--- BEGIN ---

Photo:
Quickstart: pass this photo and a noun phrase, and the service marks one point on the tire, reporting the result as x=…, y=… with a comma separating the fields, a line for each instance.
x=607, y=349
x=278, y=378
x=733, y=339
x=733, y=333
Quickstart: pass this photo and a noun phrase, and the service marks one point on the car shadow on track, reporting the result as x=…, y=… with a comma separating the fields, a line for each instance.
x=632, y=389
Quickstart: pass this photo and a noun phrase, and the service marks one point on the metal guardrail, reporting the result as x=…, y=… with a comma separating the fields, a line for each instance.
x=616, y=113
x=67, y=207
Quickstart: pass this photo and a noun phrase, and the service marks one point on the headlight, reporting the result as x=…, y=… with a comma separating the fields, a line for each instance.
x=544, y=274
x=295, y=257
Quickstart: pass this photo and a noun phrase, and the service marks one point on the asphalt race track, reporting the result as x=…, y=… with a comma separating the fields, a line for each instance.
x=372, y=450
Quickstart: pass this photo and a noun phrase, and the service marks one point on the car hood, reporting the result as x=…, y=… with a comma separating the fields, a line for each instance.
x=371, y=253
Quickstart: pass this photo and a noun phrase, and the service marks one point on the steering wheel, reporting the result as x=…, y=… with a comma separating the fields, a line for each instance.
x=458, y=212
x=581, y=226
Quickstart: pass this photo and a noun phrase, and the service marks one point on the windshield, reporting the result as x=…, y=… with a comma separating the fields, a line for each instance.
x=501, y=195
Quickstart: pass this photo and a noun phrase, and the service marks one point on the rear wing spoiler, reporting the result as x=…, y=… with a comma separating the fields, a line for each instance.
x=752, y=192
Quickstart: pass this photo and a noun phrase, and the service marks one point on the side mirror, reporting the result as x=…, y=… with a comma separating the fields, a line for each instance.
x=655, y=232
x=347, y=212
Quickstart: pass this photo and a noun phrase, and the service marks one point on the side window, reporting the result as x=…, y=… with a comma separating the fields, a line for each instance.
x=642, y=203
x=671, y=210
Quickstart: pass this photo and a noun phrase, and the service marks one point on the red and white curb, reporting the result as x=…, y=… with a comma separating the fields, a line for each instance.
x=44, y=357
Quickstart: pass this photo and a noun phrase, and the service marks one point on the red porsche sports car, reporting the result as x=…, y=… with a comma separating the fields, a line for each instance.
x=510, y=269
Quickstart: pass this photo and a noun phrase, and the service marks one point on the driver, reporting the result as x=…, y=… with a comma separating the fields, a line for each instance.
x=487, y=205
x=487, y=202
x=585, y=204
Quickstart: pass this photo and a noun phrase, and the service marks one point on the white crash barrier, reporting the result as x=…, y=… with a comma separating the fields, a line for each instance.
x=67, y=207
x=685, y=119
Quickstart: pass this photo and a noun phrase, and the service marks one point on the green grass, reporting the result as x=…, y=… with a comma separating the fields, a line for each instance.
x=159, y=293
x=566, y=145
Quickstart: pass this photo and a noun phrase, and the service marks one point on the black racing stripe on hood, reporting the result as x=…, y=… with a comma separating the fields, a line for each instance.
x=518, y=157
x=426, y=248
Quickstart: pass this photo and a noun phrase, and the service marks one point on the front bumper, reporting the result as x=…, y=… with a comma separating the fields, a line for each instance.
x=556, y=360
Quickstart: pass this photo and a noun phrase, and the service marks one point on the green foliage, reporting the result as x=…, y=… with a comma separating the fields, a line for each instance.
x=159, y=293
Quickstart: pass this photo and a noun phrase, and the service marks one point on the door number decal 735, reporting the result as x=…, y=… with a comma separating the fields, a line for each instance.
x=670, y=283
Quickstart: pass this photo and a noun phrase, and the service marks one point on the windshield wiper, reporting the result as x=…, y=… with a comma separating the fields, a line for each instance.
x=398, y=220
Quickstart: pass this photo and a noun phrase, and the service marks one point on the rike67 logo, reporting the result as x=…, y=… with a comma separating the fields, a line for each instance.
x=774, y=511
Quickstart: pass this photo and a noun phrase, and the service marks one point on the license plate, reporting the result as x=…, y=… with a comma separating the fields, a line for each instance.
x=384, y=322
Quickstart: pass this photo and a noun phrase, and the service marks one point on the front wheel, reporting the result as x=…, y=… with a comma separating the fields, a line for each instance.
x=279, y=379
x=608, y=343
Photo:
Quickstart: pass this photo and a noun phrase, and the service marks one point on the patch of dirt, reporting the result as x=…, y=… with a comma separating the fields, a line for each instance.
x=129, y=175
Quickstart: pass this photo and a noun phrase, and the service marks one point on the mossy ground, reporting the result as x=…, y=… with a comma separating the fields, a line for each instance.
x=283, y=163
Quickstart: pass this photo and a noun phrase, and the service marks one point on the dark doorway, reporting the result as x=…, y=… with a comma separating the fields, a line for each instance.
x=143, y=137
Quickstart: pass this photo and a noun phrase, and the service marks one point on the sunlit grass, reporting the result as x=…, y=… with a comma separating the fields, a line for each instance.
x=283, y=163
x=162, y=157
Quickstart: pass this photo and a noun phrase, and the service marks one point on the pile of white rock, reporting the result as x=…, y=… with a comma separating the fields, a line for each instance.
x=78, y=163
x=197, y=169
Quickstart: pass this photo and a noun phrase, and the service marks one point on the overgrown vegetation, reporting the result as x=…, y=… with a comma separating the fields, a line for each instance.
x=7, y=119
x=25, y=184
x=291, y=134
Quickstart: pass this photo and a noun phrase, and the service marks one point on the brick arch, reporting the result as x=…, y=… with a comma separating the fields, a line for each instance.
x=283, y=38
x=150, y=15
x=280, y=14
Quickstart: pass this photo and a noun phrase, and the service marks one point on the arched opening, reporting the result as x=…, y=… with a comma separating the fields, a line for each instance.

--- END ---

◆ GOAL: Rewrite every line of the material starting at the line that contains "on the black" and ending at the line that contains "x=426, y=248", multiplying each x and y coordinate value by 0.8 and rounding it to a whole number, with halves rounded up. Leave all other wording unchanged and return only these lines.

◆ TASK RESULT:
Quickstart: pass this photo and a noun phrase, and the service marks one point on the black racing stripe on hood, reporting the result as x=…, y=… with a comma separating the fields, a line for each instance.
x=414, y=126
x=341, y=198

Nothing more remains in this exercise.